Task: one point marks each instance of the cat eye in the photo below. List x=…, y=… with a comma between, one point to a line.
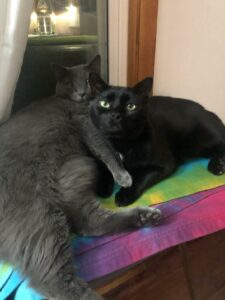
x=131, y=106
x=104, y=104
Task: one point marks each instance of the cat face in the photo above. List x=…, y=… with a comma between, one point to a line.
x=73, y=82
x=119, y=112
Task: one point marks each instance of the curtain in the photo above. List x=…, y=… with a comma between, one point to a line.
x=14, y=26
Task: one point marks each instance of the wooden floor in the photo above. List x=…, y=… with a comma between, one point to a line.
x=192, y=271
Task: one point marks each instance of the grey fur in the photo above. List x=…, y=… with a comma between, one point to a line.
x=47, y=178
x=73, y=82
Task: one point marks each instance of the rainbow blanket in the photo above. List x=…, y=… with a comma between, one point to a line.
x=197, y=208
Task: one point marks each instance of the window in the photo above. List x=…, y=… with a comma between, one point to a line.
x=68, y=32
---+---
> [EXERCISE TASK]:
Return the listing above word for word, with the pictures removed.

> [RESULT OF THE TASK]:
Task: one point marks each instance of the cat eye in the photo below. List x=…, y=… with a comma between, one point to a line.
x=131, y=106
x=104, y=104
Task: one point marks each instance of the cat face in the photo above. List x=…, y=… with a comma between, one point to a line.
x=73, y=82
x=119, y=112
Task: one point marks each instance of the curtain in the photo above. List x=…, y=… with a comma between, one point to a line.
x=14, y=26
Task: one point marks each instance of the wooden floor in the photo above. List x=…, y=… with a comma between, one point to a line.
x=192, y=271
Task: one point marks each instance of the grey fur in the photo above. List x=…, y=… with a comma between, one point to a line.
x=47, y=178
x=73, y=82
Task: one point marks each instance of the rainbow blanket in the photo above. List x=…, y=… with a comma between, one point to a line.
x=197, y=208
Task: one point marks each instance of the window in the photo above. List x=…, y=… with a comma between, one point to a line.
x=68, y=32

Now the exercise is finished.